## SOURCE DOCUMENT

4. Discussions and conclusions

A novel practical approach for performing time-resolved diffuse optical spectroscopy (TR-DOS) using geometrically accurate light models has been investigated with the aim of eliminating the detrimental influence of boundary effects on fitted bulk optical properties (μ_a and μ_s’) at little added cost. The proposed method incorporates subject-specific temporal point spread functions (TPSFs) using geometrically accurate finite element models as opposed to the simple but geometrically inaccurate semi-infinite slab models typically employed. This was achieved using open source light modelling software [12,23] which uses the diffusion approximation to make fast calculations in a practical time-frame: In the work presented here, for the mouse phantom, the total time for creating the model specific TPSF libraries was approximately 10 minutes using a laptop with a 2.9 GHz Intel Core i7 and 8 GB of RAM.

Three biological tissue mimicking phantoms with realistic optical properties were studied in simulation and experiments. Simulations (Fig. 5) showed that as the sample geometry became increasingly complex, the recovered bulk optical parameters obtained with a semi-infinite slab model were increasingly influenced by boundary effects, leading to greater errors in recovered μ_a and μ_s’. The presented approach appeared to remove these effects, providing a more accurate match to the true values.

## TASK DESCRIPTION
Please mark each statement yes or no by whether it agrees with the discussion above, and quote the deciding words: (a) creating the TPSF libraries for the mouse phantom took about 10 minutes on a laptop; (b) the light modelling software used was proprietary; (c) in the simulations, the semi-infinite slab model gave smaller errors as the sample geometry grew more complex.

## SOURCE INFORMATION
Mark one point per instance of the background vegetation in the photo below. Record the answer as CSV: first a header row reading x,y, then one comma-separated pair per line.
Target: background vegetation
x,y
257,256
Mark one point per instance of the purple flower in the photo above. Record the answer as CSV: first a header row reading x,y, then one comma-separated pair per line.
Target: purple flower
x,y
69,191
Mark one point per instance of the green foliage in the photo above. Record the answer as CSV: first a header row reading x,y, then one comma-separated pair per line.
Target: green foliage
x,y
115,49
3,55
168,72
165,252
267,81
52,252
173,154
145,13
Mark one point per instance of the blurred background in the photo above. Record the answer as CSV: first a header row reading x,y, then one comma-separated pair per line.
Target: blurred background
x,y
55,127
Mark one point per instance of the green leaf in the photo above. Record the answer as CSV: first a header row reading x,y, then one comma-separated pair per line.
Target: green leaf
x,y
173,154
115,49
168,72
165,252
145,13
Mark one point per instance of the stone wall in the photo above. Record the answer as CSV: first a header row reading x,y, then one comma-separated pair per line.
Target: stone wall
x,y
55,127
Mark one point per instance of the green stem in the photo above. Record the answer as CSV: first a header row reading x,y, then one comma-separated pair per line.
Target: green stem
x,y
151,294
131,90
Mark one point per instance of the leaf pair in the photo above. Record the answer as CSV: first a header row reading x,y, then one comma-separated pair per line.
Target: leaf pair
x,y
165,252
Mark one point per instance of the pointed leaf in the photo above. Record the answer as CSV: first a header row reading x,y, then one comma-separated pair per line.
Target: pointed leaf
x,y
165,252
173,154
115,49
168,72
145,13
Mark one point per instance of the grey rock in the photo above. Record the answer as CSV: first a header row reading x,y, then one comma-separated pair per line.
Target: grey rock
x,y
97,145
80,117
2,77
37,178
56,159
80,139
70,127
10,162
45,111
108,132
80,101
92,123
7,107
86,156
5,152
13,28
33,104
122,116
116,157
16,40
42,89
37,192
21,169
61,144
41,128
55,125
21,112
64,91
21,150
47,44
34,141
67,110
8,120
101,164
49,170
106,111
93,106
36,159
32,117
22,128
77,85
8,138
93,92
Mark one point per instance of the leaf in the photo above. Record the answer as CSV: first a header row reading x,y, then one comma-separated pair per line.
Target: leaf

## EXERCISE SOLUTION
(a) Yes: "the total time for creating the model specific TPSF libraries was approximately 10 minutes using a laptop"
(b) No: "open source light modelling software"
(c) No: "leading to greater errors in recovered μ_a and μ_s’"